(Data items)
______________________________
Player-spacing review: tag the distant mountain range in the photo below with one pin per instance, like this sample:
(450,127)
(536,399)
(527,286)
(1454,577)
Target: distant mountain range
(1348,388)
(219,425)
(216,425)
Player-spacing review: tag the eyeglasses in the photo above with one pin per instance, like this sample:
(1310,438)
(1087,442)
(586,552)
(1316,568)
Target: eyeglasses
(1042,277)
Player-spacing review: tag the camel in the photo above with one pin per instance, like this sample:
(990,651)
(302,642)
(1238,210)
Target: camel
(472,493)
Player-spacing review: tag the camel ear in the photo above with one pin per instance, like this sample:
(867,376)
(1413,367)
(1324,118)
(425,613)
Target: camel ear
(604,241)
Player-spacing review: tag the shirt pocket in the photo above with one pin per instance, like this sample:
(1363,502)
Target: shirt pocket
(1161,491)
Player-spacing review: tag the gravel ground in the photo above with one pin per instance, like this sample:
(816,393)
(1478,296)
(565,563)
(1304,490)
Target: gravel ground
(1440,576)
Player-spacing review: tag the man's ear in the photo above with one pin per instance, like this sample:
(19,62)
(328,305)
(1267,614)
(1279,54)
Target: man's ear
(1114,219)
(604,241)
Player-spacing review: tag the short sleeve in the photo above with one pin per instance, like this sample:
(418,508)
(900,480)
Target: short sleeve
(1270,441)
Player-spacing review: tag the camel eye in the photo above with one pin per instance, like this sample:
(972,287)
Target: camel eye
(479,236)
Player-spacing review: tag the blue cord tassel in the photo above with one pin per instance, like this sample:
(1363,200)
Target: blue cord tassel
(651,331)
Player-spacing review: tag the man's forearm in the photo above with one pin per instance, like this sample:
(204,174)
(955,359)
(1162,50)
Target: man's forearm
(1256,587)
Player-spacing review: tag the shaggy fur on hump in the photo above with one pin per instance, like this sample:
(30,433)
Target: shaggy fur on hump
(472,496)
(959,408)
______________________________
**ABOUT THIS TASK**: Your answer must be an exact copy of every record.

**SOLUTION TO THIS TASK**:
Player-spacing review: tag the distant mountain range in the photo below with one pin per instance, like this sample:
(450,127)
(536,399)
(527,286)
(1454,577)
Target: distant mountain range
(1348,388)
(219,425)
(216,425)
Player-spacing review: tag the eyeglasses in the photo above with one pin per instance, like this sample:
(1310,438)
(1087,442)
(586,552)
(1316,568)
Target: eyeglasses
(1042,277)
Player-spacing review: tag the camel in the photo above with one pin per instance, like this sample:
(990,651)
(302,642)
(1238,210)
Target: camel
(472,493)
Player-spacing review: tag the camel ear in the photo above with one pin per instance, like this sample:
(867,376)
(1413,367)
(1324,118)
(425,613)
Target: camel ear
(604,241)
Player-spacing review: tag the shirt pocket in the photo above with one pin per instance, like this sample:
(1363,502)
Target: shirt pocket
(1161,491)
Player-spacing review: tag the gravel ground in the photo above with one pin per instance, like this sample:
(816,393)
(1478,296)
(565,563)
(1304,490)
Target: gravel ground
(1440,576)
Player-spacing review: tag the man's ear in the photo above with one pin per instance, like this sample:
(19,62)
(328,305)
(1267,614)
(1279,54)
Target: man's ear
(1114,219)
(604,241)
Player-spacing review: tag the short sleeve in the photo above with one pin per instance, like this sample:
(418,508)
(900,480)
Target: short sleeve
(1270,441)
Player-spacing review: tag the camel eye in the photo above with one pin per instance, like this sample:
(972,287)
Target: camel eye
(479,236)
Player-spacing review: tag the blue cord tassel in the photo above with one pin per instance, like this sample:
(1363,200)
Target: blue cord tassel
(651,331)
Player-spacing review: tag the man's forearm in the photo above with one pin per instance, like this sample:
(204,174)
(955,359)
(1162,50)
Target: man's forearm
(1256,587)
Player-spacing review: tag the shaggy fur on hump in the photo above with one pin per instance, like this sample:
(30,433)
Target: shaggy fur on hump
(472,496)
(959,408)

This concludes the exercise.